JAY: And I’m sure everyone knows Larry was Colin Powell’s chief of staff. He now teaches in a couple of universities in Washington and is an expert on national security and foreign policy issues. Now, go back into days when you were in the State Department and the military college. In terms of US strategic thinking, the importance of Israel in terms of the traditional US view of the Middle East, which means we need to have this kind of dominant position in the Middle East, Israel’s an important pillar of that. Has that thinking changed in any way?

WILKERSON: Well, it’s got to be altering right now, because more important than Israel was Egypt. The Bright Star exercises the transshipment, the agreements, the things that we had going on with Egypt, not to mention military sales. My colleagues in the Army joke that Egypt has more M1 tanks than we do. Egypt was a far more important partner in Israel, apart from nuclear weapons. Egypt was the real stable partner for the United States in the region, other than Saudi Arabia, other than Bahrain, where the Fifth Fleet headquarters is, and Qatar, where we have a large airfield. So these pieces of the puzzle, the strategic puzzle for the United States’ forward presence in the Middle East and Western Asia, is beginning to fall apart and could fall apart a lot further a lot faster if we don’t handle this correctly. So when I get asked this question by American audiences as to whether Israel is important strategically, I say absolutely not. Let’s look at what is important strategically. It might be untenable, but Bahrain, Qatar, Saudi Arabia, and Egypt are important strategically. Israel is not important. Israel is important from a value point of–.

JAY: Then why don’t we ever hear that? We certainly don’t hear it from the US foreign policy establishment, and we barely ever hear it from the American military.

WILKERSON: It’s very difficult to say that you have a strategic relationship, openly state that you have a very important strategic relationship with a tyrant. I mean, that’s what we are really talking about. But in Qatar; in Bahrain, where Fifth Fleet headquarters is; in Saudi Arabia; in Egypt we had far more substantial strategic relationships than with Israel. In fact, most United States military officers would tell you what David Petraeus told us and then somewhat retracted, and that is that Israel is a strategic liability for the Armed Forces of the United States, not a strategic asset. I believe that is absolutely true. It is a strategic asset in the sense that it’s a democracy in a region that is not replete with democracies, in the sense that there are many contacts between Jewish Americans and Israelis, in the sense that there’s a value-laden relationship between Israel and the United States. That is a strategic asset. But in terms of the Armed Forces, it’s a strategic liability.

JAY: And do you hear this quietly? I mean–.

WILKERSON: You don’t speak about it. You’ll be called an anti-Semite, first, and second, you will be ostracized and you won’t go much further in your career. If David Petraeus, a four-star general, retracts–or steps back, at least–from statements about how the failure to solve the Israeli-Palestinian problem is killing American soldiers on the battlefield, my God, who’s going to come forward and say anything?

--------------------------------------------------

* [Problem requirements]:
Write out the portion of the interview transcript that begins with the words "JAY: And I’m" and ends with "in any way?".

* [Data extract]:
--------------------------------------------------

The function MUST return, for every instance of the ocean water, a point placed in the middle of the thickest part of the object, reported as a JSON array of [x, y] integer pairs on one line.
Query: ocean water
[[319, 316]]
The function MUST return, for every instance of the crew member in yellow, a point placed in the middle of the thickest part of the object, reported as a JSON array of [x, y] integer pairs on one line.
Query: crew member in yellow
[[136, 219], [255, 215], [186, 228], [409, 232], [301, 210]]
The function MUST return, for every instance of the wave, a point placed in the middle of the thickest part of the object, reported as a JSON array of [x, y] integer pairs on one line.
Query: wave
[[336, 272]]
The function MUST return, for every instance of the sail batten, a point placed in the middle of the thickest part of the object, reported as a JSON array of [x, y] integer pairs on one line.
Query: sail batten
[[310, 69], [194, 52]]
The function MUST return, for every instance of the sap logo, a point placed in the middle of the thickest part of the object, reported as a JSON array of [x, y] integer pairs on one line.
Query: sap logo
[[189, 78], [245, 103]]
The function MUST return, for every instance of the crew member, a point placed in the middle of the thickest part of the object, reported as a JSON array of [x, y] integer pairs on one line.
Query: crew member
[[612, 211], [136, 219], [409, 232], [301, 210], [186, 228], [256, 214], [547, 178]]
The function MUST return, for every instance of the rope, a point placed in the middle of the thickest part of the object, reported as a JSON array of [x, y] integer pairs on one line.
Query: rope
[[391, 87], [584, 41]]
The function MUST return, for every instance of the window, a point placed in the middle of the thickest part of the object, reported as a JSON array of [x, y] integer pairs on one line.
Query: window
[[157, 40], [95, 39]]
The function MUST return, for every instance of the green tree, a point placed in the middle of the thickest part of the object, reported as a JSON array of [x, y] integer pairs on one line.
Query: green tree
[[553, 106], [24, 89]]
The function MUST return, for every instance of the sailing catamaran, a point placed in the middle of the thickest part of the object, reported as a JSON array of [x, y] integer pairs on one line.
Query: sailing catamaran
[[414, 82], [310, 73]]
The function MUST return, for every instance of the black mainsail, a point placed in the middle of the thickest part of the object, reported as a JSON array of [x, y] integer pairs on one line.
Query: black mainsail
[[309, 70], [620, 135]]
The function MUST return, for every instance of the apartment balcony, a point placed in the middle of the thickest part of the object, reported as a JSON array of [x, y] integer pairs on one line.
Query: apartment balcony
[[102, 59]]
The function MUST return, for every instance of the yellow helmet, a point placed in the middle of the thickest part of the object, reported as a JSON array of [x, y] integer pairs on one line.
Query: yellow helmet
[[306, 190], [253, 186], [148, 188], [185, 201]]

--------------------------------------------------

* [Worked answer]:
JAY: And I’m sure everyone knows Larry was Colin Powell’s chief of staff. He now teaches in a couple of universities in Washington and is an expert on national security and foreign policy issues. Now, go back into days when you were in the State Department and the military college. In terms of US strategic thinking, the importance of Israel in terms of the traditional US view of the Middle East, which means we need to have this kind of dominant position in the Middle East, Israel’s an important pillar of that. Has that thinking changed in any way?